### INSTRUCTIONS FOR THE TASK
Please render each line of the material below as a JSON list of strings, one string per line, with blank lines left out. Leave the pictures out of your answer.

Rows from an object pointing dataset
>> begin

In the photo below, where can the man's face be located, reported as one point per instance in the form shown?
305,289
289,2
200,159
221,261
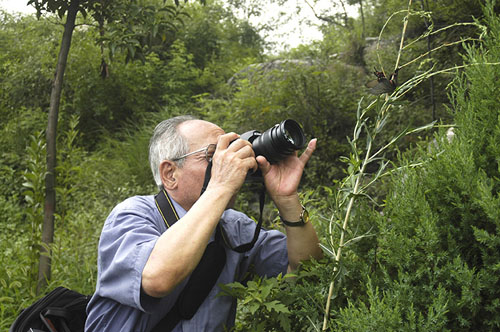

>> end

### FULL ANSWER
[
  "In the photo below, where can the man's face be located, reported as one point per instance in the form shown?",
  "305,289",
  "289,2",
  "200,159",
  "221,261"
]